Stated exercise: Reproduce the following material verbatim, line for line.
## begin Record list
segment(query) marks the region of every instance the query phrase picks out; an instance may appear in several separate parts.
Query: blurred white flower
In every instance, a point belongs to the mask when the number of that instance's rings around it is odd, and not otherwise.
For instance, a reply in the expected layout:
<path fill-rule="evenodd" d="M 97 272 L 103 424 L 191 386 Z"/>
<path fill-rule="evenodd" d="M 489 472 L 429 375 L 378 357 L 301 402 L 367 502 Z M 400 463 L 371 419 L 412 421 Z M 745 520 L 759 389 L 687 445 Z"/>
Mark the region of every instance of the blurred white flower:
## end Record list
Solution to the exercise:
segment(query) marks the region of every instance the query phrase picks out; an instance may appear in several separate parts.
Query: blurred white flower
In every instance, a point belongs to the mask when the number of that instance's rings around it is odd, and not otherwise.
For instance, a reply in the expected layout:
<path fill-rule="evenodd" d="M 97 272 L 103 424 L 191 386 Z"/>
<path fill-rule="evenodd" d="M 489 472 L 429 375 L 378 357 L 301 402 L 367 502 Z M 400 463 L 371 419 L 412 421 Z M 745 520 L 759 389 L 687 445 Z"/>
Mark the region of every instance of the blurred white flower:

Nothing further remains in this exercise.